_Written exercise_: Could you give the data below again, exactly and completely?

_Data extracted from a collection_:
* Start *

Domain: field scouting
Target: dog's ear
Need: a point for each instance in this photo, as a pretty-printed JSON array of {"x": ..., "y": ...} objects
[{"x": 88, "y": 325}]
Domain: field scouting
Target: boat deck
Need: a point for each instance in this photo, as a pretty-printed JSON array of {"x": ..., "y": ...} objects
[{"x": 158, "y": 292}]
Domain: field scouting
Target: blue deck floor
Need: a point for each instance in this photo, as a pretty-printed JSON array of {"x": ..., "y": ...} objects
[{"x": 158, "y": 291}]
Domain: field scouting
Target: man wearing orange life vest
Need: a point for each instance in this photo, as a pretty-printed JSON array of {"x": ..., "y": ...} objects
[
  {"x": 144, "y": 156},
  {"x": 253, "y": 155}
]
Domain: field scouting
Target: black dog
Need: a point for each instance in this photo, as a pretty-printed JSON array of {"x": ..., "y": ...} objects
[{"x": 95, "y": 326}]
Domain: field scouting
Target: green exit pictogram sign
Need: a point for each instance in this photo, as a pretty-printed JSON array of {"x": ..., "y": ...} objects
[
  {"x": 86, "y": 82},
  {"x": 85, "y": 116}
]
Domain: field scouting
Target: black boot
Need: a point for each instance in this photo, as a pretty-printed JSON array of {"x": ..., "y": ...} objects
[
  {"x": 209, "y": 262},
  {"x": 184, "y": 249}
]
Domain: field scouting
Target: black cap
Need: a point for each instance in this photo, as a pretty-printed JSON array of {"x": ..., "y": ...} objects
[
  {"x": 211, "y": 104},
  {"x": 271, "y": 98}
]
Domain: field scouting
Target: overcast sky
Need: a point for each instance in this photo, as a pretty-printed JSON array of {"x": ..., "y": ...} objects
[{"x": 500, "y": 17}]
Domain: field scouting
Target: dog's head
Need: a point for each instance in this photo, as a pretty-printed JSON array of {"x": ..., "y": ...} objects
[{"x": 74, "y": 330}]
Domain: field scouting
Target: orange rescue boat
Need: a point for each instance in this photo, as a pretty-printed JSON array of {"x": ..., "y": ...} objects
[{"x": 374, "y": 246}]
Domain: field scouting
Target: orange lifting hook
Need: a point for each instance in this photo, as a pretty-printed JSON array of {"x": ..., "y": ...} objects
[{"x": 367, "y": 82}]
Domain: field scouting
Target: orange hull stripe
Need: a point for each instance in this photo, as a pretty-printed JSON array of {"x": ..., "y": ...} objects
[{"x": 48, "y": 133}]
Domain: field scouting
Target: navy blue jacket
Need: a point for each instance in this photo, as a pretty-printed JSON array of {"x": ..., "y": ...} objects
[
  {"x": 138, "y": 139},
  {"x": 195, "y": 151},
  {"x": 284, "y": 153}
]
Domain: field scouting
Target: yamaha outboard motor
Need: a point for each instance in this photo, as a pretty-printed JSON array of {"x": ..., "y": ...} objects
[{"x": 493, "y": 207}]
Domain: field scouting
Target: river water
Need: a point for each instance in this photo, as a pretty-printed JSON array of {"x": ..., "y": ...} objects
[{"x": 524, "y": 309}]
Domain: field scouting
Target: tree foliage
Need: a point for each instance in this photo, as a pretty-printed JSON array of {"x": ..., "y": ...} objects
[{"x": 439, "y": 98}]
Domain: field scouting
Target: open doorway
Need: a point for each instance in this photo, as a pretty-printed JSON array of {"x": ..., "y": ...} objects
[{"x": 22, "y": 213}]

* End *

_The solution_:
Domain: field scouting
Target: dog's ear
Need: a point for each instance in this photo, as a pretty-printed JSON array of {"x": ..., "y": ...} objects
[{"x": 88, "y": 325}]
Domain: field scouting
Target: boat deck
Need: a point for each instance in this photo, as a pretty-printed JSON array of {"x": ..., "y": ...} objects
[{"x": 158, "y": 292}]
Domain: field scouting
Target: blue deck floor
Need: a point for each instance in this photo, as a pretty-printed JSON array of {"x": ..., "y": ...} objects
[{"x": 158, "y": 291}]
Domain: field scouting
Target: man wearing orange life vest
Need: a point for each instance in this photo, as a pretty-printed JSON array of {"x": ..., "y": ...} objects
[
  {"x": 144, "y": 156},
  {"x": 253, "y": 155}
]
Domain: field scouting
Target: black dog
Need: a point for each instance in this photo, as a pretty-printed JSON array of {"x": ..., "y": ...} objects
[{"x": 95, "y": 326}]
Domain: field scouting
Target: green exit pictogram sign
Need: a point for each instance in this photo, as a pretty-printed JSON array of {"x": ..., "y": ...} objects
[
  {"x": 86, "y": 82},
  {"x": 85, "y": 116}
]
Domain: field scouting
Target: black boot
Need: a point for each instance in this photo, as a pretty-printed JSON array of {"x": ..., "y": ...} objects
[
  {"x": 209, "y": 262},
  {"x": 184, "y": 249}
]
Domain: field scouting
Target: black cap
Need: a point for each instance in this photo, as a pretty-printed JSON array of {"x": ..., "y": ...} objects
[
  {"x": 211, "y": 104},
  {"x": 271, "y": 98}
]
Domain: field scouting
Target: overcast sky
Need: a point for each instance in this photo, as a pretty-printed JSON array of {"x": ..., "y": ...} objects
[{"x": 500, "y": 17}]
Domain: field scouting
Target: dog's head
Need: a point for each instance in this photo, as a pretty-printed JSON array of {"x": ..., "y": ...} objects
[{"x": 74, "y": 330}]
Domain: field scouting
Target: orange rescue boat
Need: a point for each instance in this photo, as a pretty-printed JSON array of {"x": ..., "y": ...} objects
[{"x": 374, "y": 246}]
Domain: field scouting
Target: orange lifting hook
Need: a point for each instance in this photo, as a pretty-printed JSON array of {"x": ..., "y": ...} objects
[{"x": 367, "y": 82}]
Domain: field scouting
Target: orange hull stripe
Need: a point for each instance in this photo, as a pretty-printed JSON array of {"x": ..., "y": ...} objects
[{"x": 48, "y": 133}]
Domain: field scouting
Target: navy blue jacket
Need: a point for each instance in this photo, as a pretty-printed JSON array of {"x": ..., "y": ...} objects
[
  {"x": 138, "y": 139},
  {"x": 195, "y": 151},
  {"x": 284, "y": 153}
]
Domain: field scouting
Target: yamaha outboard motor
Need: a point for each instance in this photo, as a pretty-printed JSON array of {"x": ..., "y": ...} objects
[{"x": 493, "y": 207}]
Domain: field scouting
Target: river water
Need: a point for each instance in this photo, as a pretty-printed JSON array of {"x": ..., "y": ...} objects
[{"x": 524, "y": 309}]
Domain: field scouting
Target: tree foliage
Need: a point for each instance in this photo, as a pretty-printed JSON array of {"x": ..., "y": ...} objects
[{"x": 439, "y": 98}]
Domain: field scouting
Target: open doorway
Need: a point for each instance in this photo, as a pretty-printed JSON array of {"x": ..., "y": ...} objects
[{"x": 22, "y": 213}]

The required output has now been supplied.